* **Point-based annotation data**:
┄┄┄┄┄┄┄┄┄┄

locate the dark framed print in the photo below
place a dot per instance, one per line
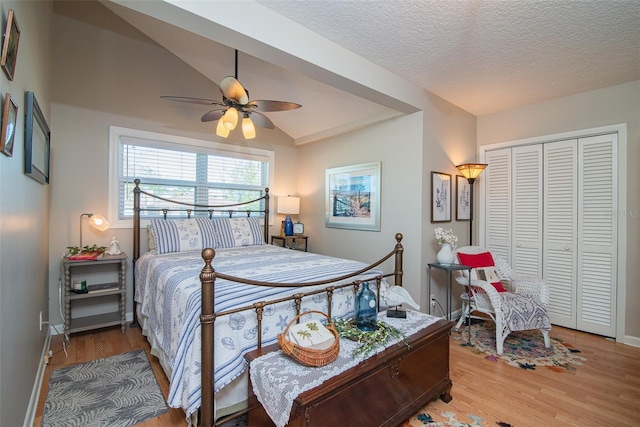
(463, 199)
(9, 116)
(440, 197)
(353, 197)
(10, 45)
(37, 141)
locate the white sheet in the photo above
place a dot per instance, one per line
(168, 291)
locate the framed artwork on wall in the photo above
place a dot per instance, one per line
(440, 197)
(37, 141)
(353, 197)
(463, 199)
(10, 46)
(9, 116)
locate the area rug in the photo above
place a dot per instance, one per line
(117, 391)
(524, 349)
(449, 419)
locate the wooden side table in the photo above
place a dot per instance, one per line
(291, 242)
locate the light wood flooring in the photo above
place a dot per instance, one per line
(605, 391)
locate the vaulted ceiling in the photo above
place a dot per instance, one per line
(351, 63)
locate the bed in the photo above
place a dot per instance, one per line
(211, 266)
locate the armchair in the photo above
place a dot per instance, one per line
(522, 308)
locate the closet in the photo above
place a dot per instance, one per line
(550, 209)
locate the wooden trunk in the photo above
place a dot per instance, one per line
(384, 390)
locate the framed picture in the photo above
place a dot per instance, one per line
(10, 46)
(440, 197)
(9, 116)
(37, 140)
(353, 197)
(463, 199)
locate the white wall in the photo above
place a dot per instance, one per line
(609, 106)
(24, 225)
(104, 73)
(409, 147)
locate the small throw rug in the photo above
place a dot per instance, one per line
(448, 419)
(524, 349)
(115, 391)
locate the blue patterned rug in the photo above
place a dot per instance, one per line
(523, 349)
(117, 391)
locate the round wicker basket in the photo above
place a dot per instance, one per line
(310, 356)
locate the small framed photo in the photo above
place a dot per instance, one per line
(353, 197)
(9, 116)
(10, 46)
(463, 199)
(440, 197)
(37, 140)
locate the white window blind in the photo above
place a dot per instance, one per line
(185, 170)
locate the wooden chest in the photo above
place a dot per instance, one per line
(384, 390)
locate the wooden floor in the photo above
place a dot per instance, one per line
(605, 391)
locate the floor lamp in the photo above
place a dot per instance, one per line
(471, 171)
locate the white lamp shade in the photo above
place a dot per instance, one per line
(98, 222)
(230, 118)
(221, 130)
(248, 129)
(289, 205)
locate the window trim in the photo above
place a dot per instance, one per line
(115, 135)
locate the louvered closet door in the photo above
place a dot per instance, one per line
(560, 230)
(597, 242)
(498, 202)
(526, 219)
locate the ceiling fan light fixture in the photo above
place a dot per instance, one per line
(248, 129)
(230, 118)
(221, 129)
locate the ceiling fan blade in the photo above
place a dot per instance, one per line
(212, 115)
(261, 120)
(233, 89)
(266, 105)
(193, 100)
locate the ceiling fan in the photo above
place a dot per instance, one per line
(235, 104)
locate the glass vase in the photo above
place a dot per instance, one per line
(366, 313)
(446, 255)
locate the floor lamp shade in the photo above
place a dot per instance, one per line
(471, 171)
(288, 206)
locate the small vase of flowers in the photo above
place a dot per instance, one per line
(447, 241)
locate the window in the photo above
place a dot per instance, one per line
(182, 169)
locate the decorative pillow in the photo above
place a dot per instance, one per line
(234, 232)
(151, 238)
(483, 268)
(180, 235)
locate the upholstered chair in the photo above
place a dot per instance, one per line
(520, 307)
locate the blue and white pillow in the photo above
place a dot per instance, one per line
(234, 232)
(180, 235)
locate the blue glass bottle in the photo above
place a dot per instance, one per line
(366, 313)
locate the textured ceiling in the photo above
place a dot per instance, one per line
(483, 56)
(486, 56)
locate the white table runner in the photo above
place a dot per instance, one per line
(277, 379)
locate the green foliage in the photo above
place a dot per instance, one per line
(370, 340)
(75, 250)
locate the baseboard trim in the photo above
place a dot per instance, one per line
(35, 392)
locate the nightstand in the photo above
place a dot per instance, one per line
(291, 242)
(105, 281)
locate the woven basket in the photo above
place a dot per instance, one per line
(310, 356)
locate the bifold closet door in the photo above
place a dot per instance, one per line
(597, 234)
(560, 230)
(497, 212)
(526, 216)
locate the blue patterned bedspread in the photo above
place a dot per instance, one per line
(168, 291)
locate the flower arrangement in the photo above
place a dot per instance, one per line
(445, 236)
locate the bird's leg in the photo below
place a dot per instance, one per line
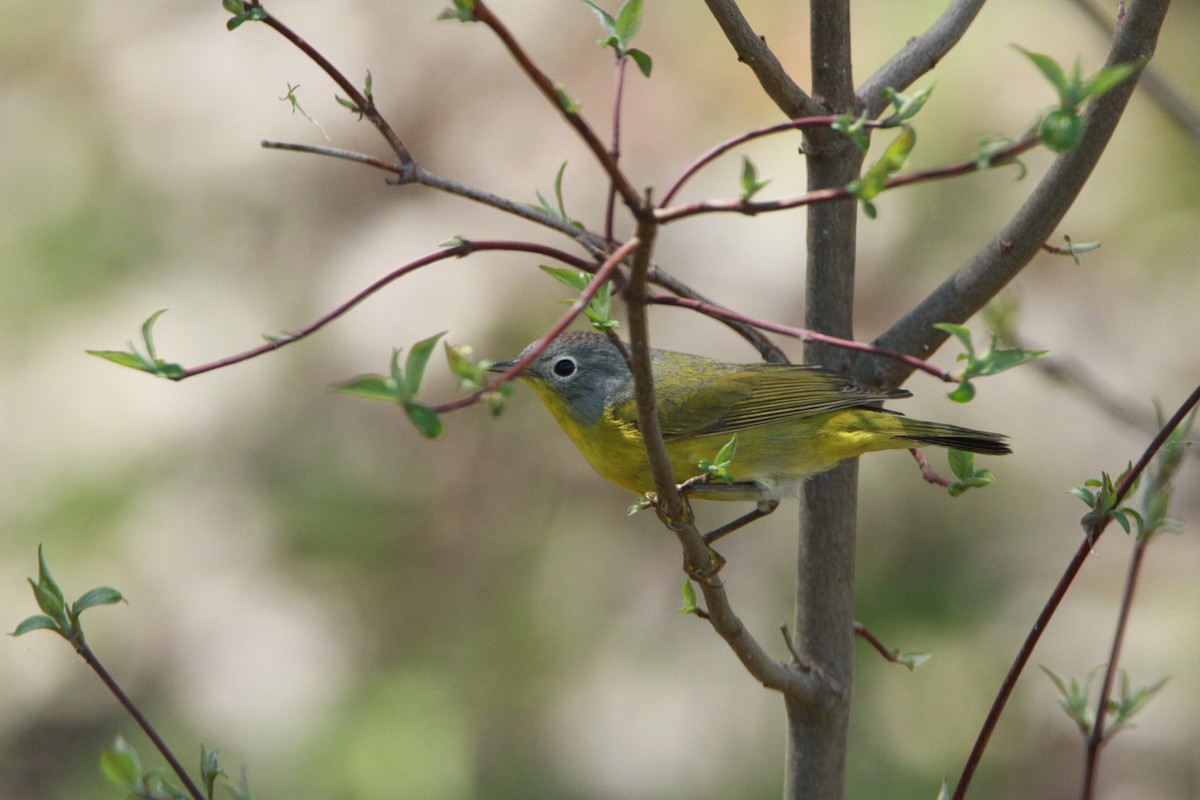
(766, 505)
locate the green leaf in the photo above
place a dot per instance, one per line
(963, 465)
(97, 596)
(1131, 703)
(149, 362)
(121, 767)
(689, 596)
(573, 280)
(1108, 78)
(629, 20)
(46, 581)
(425, 419)
(461, 11)
(120, 358)
(907, 106)
(35, 623)
(564, 100)
(961, 462)
(49, 602)
(1048, 67)
(418, 358)
(210, 770)
(641, 59)
(148, 332)
(606, 22)
(912, 660)
(874, 180)
(853, 127)
(964, 394)
(719, 468)
(750, 182)
(369, 386)
(1087, 497)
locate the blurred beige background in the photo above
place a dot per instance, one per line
(355, 612)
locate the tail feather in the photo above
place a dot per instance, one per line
(951, 435)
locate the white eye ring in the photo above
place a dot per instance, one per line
(564, 367)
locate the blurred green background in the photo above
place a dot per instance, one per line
(352, 611)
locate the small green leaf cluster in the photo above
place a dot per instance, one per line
(750, 182)
(719, 468)
(1101, 495)
(462, 11)
(990, 146)
(1062, 128)
(57, 615)
(906, 107)
(1156, 488)
(963, 465)
(241, 12)
(1153, 492)
(619, 31)
(1075, 701)
(400, 385)
(149, 362)
(689, 599)
(979, 365)
(473, 376)
(354, 108)
(874, 180)
(599, 308)
(1073, 248)
(557, 211)
(911, 660)
(123, 768)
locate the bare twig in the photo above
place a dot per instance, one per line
(457, 251)
(1096, 738)
(131, 708)
(750, 136)
(618, 92)
(918, 55)
(753, 50)
(364, 103)
(1015, 245)
(864, 633)
(725, 314)
(1060, 590)
(1156, 84)
(544, 84)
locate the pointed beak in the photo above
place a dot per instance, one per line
(501, 366)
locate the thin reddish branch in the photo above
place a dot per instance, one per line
(1096, 738)
(753, 208)
(544, 84)
(1060, 590)
(804, 335)
(604, 274)
(457, 251)
(131, 708)
(750, 136)
(365, 104)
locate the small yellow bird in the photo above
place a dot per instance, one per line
(792, 421)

┄┄┄┄┄┄┄┄┄┄

* **Aim**: Starting at the line that contains "locate the white eye ring in the photo above", retype each line through the end of the listing above and nothing else.

* **Correct answer**:
locate the white eye ring in the photo above
place a dot per instance, one per line
(564, 367)
locate the blurred green background in the photo above
place a dot per instance, one per line
(352, 611)
locate the small green leaf cluster in the photo above
place a dot per instance, one per line
(750, 182)
(719, 468)
(1101, 495)
(462, 11)
(990, 146)
(1062, 128)
(57, 615)
(906, 107)
(1156, 488)
(963, 465)
(241, 12)
(1153, 492)
(619, 31)
(1075, 701)
(400, 385)
(149, 362)
(689, 599)
(979, 365)
(473, 376)
(354, 108)
(874, 180)
(599, 308)
(1073, 248)
(557, 211)
(911, 660)
(123, 768)
locate the bare twig in the photo above
place a dot per instance, one per line
(457, 251)
(1096, 738)
(131, 708)
(750, 136)
(618, 92)
(918, 55)
(753, 50)
(364, 103)
(1015, 245)
(864, 633)
(725, 314)
(1060, 590)
(1156, 84)
(544, 84)
locate the pointed beak in the photo above
place a dot per instance, one per line
(501, 366)
locate the thin reddish branch in the photo above
place a dot per instance, one per line
(1096, 738)
(753, 208)
(544, 84)
(1060, 590)
(804, 335)
(604, 274)
(457, 251)
(131, 708)
(750, 136)
(365, 104)
locate the small yellow bird in the photo above
place a dot per instance, one per line
(792, 421)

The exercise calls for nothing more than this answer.